Relationship Between Bacteria and Neutrophils Basis of Study

Elsa Bou Ghanem

Elsa Bou Ghanem, PhD

Published January 23, 2019

Elsa Bou Ghanem, PhD, assistant professor of microbiology and immunology, is conducting a four-year study on how white blood cells function against bacterial infections.

Seeking to Better Understand Interactions

Streptococcus pneumoniae are bacteria that cause diseases such as pneumonia when they infect the lungs. These infections lead to an influx of neutrophils — a kind of white blood cell — into the lungs, causing inflammation.

Inflammation can fight infection because neutrophils kill bacteria. However, uncontrolled inflammation can damage tissues, impeding the organs’ ability to function properly.

The aim of Bou Ghanem’s study, titled “The Effect of Mucosal Pathogens on Neutrophil Responses,” is to better understand the interaction between bacteria and neutrophils.

Greater understanding could eventually lead to new strategies to treat infections and bring about a decline in the number of hospitalizations and the rate of morbidity and mortality worldwide.

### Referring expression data
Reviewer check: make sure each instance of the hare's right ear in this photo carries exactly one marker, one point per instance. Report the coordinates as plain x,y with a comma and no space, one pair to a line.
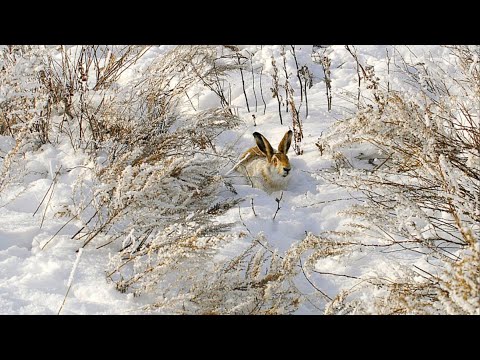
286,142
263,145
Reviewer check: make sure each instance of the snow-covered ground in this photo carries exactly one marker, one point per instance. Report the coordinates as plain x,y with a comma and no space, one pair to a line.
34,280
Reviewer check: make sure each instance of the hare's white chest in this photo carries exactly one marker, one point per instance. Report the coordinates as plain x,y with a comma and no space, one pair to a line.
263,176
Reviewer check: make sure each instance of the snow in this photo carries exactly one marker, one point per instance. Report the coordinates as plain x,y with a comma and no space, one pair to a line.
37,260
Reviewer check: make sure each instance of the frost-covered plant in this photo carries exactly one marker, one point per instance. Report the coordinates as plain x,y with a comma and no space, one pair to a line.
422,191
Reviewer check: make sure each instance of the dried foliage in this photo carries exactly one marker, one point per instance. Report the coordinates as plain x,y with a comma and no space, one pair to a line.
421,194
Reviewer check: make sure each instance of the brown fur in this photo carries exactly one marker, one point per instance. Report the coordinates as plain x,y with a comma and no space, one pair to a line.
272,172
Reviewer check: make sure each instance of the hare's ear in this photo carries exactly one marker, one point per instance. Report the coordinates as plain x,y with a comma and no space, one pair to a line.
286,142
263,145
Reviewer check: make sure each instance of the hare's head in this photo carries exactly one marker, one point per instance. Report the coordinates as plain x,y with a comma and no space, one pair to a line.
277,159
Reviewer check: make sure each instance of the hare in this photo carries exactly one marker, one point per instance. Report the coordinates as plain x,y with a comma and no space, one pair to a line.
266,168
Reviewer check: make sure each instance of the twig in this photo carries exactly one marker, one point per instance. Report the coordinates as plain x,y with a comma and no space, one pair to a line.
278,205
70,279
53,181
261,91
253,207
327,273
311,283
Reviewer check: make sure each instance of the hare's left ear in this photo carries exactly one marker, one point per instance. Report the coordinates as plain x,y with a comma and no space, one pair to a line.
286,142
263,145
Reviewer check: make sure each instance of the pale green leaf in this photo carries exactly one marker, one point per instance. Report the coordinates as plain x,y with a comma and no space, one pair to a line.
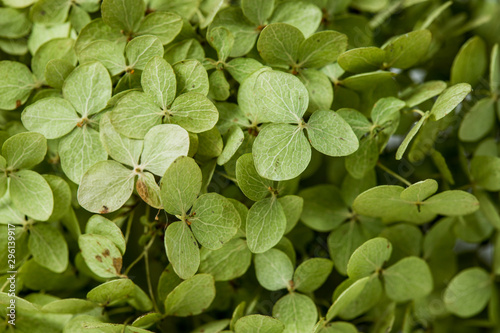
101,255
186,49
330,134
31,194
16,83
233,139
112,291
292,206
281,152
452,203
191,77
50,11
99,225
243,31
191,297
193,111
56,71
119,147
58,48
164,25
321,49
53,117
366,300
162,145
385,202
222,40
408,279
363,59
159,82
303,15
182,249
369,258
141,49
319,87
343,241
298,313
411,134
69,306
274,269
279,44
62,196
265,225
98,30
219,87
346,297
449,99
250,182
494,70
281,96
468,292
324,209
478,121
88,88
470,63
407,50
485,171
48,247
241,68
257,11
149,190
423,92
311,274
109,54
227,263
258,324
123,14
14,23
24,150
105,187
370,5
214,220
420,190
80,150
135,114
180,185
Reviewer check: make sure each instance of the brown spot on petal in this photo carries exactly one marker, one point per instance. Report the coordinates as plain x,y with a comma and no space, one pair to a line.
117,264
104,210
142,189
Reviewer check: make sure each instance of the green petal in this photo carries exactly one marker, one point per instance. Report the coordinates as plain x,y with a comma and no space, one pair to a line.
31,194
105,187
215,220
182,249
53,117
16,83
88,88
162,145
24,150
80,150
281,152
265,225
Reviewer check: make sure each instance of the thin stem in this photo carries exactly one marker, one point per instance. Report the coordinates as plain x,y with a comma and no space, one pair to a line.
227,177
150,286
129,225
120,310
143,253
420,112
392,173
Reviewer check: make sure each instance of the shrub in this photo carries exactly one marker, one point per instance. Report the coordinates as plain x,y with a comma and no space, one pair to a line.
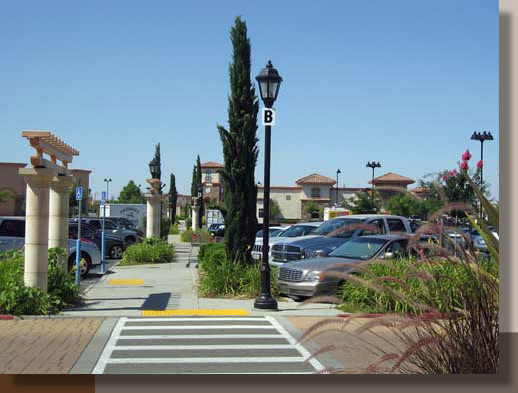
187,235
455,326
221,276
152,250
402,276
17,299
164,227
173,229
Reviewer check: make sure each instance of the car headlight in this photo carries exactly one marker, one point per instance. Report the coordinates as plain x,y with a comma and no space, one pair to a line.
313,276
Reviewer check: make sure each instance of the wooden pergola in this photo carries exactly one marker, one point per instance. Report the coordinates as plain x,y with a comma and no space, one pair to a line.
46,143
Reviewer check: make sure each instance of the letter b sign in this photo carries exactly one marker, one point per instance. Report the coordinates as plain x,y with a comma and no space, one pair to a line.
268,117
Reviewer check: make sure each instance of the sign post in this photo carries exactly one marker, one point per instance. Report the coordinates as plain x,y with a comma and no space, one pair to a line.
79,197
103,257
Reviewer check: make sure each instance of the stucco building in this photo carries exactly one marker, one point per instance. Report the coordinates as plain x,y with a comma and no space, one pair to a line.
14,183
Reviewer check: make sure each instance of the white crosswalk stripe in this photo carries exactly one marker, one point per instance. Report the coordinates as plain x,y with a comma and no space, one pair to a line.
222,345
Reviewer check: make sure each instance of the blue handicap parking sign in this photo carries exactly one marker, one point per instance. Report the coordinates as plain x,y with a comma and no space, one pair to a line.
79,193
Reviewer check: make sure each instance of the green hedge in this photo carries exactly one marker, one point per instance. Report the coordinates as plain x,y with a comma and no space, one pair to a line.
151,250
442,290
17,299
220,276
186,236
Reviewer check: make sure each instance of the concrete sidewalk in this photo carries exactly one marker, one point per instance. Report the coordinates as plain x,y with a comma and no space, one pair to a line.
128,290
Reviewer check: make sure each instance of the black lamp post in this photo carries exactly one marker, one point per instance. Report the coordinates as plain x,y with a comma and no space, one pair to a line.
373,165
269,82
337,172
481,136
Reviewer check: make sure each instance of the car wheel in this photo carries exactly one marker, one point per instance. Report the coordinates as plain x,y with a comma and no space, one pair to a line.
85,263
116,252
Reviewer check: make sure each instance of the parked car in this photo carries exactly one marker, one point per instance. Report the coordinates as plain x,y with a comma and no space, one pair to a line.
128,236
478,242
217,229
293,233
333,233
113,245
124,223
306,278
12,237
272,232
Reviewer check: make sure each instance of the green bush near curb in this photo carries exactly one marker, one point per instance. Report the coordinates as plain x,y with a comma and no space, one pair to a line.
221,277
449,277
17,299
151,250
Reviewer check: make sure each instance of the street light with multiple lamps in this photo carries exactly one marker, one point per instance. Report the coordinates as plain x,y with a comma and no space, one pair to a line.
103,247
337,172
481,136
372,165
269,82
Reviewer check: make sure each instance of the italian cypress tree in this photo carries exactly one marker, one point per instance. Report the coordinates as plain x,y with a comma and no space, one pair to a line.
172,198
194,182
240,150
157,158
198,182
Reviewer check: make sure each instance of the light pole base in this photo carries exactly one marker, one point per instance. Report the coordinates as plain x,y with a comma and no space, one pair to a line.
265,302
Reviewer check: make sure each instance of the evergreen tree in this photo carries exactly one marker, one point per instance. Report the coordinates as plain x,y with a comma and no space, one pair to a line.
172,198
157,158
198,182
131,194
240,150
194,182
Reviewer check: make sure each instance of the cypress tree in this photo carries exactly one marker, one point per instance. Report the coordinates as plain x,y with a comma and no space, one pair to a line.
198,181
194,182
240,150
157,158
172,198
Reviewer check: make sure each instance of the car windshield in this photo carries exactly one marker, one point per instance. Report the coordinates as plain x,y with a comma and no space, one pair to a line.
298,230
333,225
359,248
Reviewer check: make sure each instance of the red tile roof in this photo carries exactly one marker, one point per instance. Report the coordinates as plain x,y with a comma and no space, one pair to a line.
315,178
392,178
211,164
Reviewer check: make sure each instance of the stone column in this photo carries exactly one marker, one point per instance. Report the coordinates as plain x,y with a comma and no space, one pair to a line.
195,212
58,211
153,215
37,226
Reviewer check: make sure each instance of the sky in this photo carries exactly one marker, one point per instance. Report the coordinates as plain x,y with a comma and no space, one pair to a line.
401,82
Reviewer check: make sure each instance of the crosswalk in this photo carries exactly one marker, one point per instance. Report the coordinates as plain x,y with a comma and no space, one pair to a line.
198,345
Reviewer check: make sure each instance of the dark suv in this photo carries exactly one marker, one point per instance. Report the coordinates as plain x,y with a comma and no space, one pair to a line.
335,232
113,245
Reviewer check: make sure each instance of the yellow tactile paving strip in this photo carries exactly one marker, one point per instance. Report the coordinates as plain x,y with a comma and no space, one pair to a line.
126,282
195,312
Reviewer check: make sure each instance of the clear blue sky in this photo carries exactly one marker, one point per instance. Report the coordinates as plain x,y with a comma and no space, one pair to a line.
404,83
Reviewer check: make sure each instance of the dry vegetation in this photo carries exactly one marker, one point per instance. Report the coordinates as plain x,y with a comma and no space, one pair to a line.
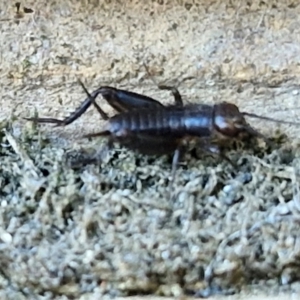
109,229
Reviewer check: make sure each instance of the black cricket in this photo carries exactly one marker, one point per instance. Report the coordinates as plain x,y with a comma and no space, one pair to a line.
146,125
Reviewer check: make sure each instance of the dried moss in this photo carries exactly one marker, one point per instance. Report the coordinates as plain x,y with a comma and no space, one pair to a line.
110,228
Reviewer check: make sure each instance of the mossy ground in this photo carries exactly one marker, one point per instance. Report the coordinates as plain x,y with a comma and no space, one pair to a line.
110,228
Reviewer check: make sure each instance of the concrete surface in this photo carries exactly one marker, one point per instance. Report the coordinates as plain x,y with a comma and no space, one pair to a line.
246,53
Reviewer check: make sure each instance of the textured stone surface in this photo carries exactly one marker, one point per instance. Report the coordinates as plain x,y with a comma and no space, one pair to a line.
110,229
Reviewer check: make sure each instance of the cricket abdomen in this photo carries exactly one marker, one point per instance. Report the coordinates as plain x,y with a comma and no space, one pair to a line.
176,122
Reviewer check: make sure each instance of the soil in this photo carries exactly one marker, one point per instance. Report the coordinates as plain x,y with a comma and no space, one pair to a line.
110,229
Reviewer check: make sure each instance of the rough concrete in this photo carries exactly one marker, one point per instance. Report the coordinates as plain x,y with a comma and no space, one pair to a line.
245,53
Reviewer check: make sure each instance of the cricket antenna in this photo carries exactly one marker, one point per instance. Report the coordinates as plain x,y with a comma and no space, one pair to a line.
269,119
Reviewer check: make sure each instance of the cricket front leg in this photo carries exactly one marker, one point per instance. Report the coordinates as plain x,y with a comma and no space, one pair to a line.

### Apply what you read
**a)** In the article on bacteria and neutrophils, what is the title of Bou Ghanem's study?
**b)** Carry on the article on bacteria and neutrophils, starting after its final sentence.

### Results
**a)** "The Effect of Mucosal Pathogens on Neutrophil Responses"

**b)**
Goal is to Develop Better Treatment Strategies

During the course of the study, Bou Ghanem will enroll 48 healthy, adult male and female volunteers between the ages of 21 and 45.

Their blood will be drawn, and neutrophils will be isolated from the collected samples and used in experiments to understand the ways in which they cross from the bloodstream into tissues and then destroy bacteria.

"Despite the presence of vaccines and antibiotics, Streptococcus pneumoniae infections remain a serious cause of morbidity and mortality worldwide,” Bou Ghanem says.

“The goal of our research is to better understand how a type of white blood cells, named neutrophils, interacts with and kill these bacteria. An improved understanding of the host response to S. pneumoniae can lead to better treatment strategies," she adds.